| Problem |
Identify each line in the entries below that contains the string "roof" and copy those lines out in full. Case matters.

| Records for the exercise |
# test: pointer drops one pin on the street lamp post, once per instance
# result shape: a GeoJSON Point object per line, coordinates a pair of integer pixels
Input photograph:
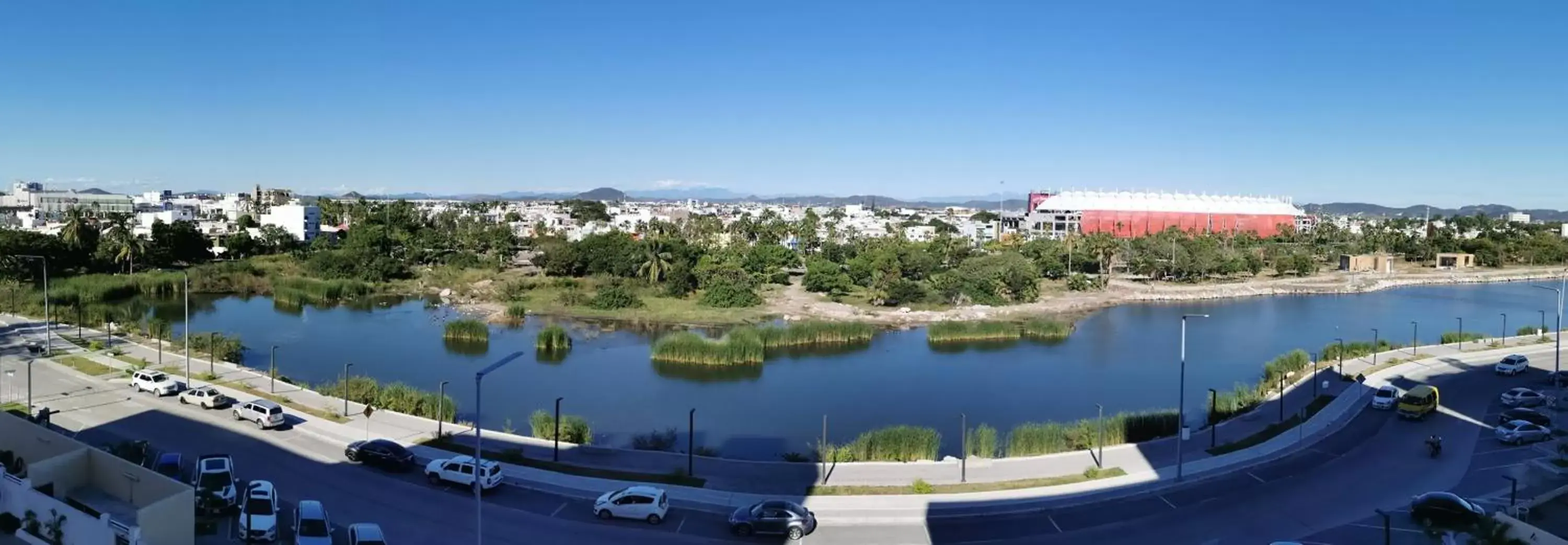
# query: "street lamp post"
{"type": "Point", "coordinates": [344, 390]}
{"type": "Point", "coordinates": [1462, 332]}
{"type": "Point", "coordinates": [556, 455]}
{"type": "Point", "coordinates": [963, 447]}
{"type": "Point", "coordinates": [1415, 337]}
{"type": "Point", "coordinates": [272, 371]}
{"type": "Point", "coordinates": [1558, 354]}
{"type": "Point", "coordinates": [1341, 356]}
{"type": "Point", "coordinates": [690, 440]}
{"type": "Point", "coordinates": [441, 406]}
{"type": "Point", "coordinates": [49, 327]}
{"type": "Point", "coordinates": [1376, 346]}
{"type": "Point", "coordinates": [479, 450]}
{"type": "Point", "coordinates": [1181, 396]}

--

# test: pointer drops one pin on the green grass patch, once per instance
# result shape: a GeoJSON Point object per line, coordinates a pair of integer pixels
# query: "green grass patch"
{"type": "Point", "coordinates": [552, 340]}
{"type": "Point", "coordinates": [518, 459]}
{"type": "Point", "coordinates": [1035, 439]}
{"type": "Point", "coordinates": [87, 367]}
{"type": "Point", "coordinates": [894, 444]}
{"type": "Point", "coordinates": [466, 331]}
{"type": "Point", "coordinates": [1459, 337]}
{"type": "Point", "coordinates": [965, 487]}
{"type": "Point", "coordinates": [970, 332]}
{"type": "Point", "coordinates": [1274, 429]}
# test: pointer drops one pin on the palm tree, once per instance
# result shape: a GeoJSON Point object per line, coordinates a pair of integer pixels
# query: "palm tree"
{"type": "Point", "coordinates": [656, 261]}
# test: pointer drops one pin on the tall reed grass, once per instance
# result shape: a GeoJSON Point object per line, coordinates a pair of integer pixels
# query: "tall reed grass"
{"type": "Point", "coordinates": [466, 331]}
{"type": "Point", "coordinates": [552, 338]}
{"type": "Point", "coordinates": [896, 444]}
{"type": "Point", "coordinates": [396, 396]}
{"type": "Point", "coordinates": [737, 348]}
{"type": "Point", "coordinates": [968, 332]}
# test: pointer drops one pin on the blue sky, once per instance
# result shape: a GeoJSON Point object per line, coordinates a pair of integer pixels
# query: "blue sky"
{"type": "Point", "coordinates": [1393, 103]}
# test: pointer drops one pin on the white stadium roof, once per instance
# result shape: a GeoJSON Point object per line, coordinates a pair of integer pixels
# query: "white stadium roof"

| Finished answer |
# test: pointer drops one pin on the white stadium roof, once per instance
# query: "white stadium roof"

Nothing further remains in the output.